■ Required task ■
Pull out each line of the data below that contains the string "railing", matching case.

>> BEGIN Material for the task

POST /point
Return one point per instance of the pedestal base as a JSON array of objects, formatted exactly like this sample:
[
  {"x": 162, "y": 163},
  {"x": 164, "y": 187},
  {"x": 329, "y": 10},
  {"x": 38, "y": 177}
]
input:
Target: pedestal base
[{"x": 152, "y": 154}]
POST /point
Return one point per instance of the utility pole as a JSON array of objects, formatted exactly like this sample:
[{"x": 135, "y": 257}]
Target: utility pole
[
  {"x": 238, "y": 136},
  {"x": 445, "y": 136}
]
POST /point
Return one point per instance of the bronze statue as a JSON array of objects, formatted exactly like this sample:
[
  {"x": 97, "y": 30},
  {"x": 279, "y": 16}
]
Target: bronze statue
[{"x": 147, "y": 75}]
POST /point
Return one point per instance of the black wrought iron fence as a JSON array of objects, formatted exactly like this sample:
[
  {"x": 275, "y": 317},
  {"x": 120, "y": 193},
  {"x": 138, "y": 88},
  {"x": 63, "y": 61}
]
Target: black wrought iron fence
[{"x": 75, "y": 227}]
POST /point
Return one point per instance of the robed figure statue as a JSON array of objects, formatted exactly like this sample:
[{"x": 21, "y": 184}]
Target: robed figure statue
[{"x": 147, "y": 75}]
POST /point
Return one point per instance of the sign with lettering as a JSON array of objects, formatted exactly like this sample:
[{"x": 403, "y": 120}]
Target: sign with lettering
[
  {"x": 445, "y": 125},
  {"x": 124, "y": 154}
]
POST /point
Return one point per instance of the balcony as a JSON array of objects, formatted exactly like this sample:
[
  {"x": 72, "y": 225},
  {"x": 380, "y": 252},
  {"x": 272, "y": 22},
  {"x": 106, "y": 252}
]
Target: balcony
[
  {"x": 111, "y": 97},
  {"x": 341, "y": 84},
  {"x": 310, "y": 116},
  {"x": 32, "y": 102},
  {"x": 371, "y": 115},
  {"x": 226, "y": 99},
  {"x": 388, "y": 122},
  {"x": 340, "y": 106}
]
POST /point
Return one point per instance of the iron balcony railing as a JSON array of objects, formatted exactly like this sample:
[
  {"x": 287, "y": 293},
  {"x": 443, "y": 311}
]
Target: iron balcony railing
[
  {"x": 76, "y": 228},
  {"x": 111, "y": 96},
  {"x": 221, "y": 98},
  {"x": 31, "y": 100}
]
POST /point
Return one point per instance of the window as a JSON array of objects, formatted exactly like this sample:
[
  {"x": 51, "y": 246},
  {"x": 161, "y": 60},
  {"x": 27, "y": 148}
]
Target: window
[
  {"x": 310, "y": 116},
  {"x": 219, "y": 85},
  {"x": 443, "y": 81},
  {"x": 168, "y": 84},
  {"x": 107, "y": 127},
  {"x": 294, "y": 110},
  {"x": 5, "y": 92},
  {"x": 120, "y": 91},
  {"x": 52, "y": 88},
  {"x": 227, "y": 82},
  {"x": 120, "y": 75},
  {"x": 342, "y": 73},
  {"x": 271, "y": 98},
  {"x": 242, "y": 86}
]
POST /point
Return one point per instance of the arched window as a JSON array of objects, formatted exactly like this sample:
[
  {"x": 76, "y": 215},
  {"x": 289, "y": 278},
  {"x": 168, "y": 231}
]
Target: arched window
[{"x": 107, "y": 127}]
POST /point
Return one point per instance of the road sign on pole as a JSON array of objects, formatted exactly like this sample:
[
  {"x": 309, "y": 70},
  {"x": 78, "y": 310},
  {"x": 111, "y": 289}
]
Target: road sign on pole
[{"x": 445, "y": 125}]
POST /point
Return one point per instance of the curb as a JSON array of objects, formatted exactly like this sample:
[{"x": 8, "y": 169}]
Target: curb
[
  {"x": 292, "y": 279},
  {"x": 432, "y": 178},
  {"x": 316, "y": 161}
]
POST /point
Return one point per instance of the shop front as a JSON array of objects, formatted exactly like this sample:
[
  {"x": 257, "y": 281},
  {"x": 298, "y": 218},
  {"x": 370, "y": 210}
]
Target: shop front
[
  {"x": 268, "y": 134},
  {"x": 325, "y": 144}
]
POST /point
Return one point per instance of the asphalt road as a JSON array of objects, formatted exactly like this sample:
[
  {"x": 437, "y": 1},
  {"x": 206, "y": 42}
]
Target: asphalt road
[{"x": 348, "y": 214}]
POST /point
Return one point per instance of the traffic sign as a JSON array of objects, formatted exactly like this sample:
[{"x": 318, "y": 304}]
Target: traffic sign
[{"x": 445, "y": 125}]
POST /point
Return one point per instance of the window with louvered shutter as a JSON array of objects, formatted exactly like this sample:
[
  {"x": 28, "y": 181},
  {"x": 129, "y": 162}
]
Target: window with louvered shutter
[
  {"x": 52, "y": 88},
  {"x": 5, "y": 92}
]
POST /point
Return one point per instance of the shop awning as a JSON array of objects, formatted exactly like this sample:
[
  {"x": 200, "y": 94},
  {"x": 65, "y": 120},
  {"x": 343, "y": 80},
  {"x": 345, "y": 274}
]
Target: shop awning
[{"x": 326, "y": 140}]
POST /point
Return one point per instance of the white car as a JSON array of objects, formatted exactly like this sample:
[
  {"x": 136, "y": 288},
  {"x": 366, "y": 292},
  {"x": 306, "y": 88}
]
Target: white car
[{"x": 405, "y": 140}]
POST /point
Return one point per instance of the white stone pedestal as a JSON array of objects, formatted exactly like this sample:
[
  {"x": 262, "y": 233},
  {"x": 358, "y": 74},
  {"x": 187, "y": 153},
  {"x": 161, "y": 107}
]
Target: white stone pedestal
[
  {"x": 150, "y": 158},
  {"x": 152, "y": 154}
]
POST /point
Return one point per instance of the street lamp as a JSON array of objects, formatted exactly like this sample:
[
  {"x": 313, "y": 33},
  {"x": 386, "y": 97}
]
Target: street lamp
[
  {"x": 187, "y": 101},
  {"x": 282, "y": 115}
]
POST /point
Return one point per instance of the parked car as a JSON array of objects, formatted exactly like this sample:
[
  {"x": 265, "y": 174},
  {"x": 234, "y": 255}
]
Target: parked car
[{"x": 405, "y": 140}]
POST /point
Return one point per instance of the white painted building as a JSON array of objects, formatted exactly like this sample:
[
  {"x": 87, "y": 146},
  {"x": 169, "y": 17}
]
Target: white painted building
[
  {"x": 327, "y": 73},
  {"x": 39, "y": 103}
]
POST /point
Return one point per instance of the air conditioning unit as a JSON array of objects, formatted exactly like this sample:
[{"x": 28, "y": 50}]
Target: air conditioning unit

>> END Material for the task
>> BEGIN Material for the task

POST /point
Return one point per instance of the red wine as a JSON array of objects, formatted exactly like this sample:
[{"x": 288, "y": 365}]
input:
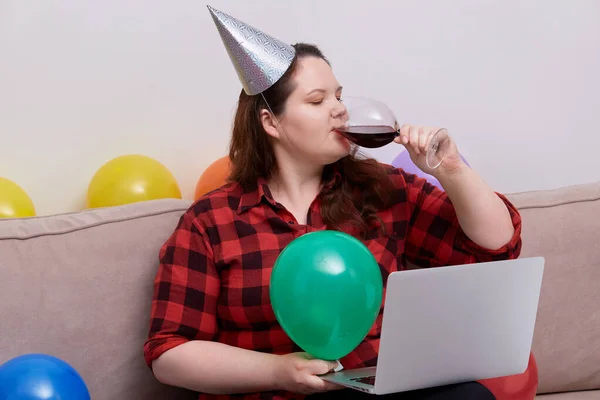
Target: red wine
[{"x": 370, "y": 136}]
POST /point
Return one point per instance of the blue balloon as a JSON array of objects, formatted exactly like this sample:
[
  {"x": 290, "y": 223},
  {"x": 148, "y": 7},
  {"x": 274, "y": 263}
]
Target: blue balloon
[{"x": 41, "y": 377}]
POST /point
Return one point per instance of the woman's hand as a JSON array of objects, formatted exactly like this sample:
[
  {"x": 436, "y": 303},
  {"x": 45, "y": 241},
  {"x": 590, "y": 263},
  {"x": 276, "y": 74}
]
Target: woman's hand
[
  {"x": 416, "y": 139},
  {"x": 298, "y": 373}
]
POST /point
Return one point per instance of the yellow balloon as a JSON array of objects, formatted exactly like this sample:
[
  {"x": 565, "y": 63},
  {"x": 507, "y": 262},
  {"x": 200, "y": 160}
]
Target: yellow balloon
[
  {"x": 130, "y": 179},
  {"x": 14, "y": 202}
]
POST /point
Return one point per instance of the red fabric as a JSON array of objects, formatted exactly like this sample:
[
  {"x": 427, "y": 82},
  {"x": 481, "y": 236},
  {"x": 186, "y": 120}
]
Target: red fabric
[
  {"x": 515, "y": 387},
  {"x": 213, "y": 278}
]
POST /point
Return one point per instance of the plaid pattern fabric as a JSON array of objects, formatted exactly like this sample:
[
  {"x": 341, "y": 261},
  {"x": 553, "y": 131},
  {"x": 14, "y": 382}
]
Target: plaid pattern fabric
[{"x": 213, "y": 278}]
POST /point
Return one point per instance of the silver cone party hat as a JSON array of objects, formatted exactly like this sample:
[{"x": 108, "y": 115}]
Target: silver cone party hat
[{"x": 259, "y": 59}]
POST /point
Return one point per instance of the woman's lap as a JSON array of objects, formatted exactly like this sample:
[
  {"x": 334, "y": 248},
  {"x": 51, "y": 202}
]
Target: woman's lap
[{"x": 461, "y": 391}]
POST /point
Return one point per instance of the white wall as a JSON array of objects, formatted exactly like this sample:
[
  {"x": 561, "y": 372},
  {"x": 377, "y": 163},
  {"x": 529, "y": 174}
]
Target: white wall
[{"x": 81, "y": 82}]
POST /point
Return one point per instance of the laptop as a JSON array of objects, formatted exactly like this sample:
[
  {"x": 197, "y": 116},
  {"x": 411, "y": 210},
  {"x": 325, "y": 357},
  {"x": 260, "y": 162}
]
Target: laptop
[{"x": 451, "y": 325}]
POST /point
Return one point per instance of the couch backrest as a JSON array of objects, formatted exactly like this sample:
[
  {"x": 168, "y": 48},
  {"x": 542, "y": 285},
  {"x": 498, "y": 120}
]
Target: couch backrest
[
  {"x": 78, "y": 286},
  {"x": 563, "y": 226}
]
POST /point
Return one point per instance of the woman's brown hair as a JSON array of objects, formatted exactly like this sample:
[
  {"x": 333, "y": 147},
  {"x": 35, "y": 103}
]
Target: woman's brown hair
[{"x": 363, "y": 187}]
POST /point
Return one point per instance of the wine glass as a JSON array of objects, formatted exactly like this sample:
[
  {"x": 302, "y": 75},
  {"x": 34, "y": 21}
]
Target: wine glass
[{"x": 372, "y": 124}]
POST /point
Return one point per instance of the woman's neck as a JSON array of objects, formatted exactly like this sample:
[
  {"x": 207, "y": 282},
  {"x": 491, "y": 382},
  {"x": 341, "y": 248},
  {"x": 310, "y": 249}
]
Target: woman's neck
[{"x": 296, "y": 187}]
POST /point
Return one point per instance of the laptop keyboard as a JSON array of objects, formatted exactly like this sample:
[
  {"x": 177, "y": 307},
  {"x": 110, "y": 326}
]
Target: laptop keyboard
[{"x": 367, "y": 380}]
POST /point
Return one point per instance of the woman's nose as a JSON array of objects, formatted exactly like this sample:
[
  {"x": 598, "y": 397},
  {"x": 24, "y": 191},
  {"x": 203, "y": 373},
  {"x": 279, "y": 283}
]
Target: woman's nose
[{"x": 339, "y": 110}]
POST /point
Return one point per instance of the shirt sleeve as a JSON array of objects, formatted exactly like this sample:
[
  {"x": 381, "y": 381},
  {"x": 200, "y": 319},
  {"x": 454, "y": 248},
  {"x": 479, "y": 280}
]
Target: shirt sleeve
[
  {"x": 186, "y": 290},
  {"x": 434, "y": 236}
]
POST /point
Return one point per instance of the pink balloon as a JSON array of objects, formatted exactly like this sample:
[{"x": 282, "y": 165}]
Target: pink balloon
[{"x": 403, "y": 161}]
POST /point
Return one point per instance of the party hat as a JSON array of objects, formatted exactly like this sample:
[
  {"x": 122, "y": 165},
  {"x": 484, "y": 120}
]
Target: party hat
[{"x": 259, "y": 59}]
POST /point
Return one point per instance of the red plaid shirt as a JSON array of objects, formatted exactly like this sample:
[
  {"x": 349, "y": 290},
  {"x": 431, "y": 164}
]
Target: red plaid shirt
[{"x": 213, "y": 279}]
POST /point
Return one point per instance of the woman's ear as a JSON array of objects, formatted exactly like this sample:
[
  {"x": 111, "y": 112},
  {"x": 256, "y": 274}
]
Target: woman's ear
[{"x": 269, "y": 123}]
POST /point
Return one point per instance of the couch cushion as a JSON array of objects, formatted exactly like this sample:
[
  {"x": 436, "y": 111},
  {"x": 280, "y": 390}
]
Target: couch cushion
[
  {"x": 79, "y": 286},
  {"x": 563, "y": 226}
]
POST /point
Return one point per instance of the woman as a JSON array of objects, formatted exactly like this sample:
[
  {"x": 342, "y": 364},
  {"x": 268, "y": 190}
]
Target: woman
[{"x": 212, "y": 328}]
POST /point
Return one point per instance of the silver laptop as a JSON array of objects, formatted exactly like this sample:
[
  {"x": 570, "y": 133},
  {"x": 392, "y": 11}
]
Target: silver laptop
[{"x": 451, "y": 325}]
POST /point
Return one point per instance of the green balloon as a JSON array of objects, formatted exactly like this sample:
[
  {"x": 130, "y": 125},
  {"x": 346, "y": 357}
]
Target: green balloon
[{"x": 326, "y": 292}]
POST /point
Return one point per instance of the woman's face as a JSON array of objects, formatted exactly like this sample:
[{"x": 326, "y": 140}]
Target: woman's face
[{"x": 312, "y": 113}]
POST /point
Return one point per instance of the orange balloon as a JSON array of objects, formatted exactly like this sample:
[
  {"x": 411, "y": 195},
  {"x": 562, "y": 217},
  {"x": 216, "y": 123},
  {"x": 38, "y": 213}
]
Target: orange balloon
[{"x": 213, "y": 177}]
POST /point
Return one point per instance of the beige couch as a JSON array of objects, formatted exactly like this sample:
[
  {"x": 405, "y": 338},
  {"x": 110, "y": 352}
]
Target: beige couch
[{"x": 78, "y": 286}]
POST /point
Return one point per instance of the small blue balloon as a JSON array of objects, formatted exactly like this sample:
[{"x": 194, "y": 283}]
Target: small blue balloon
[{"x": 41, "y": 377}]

>> END Material for the task

■ Answer for the task ■
Return one point per instance of the iron balcony railing as a JSON array of objects, formatted exactly like this sample:
Target: iron balcony railing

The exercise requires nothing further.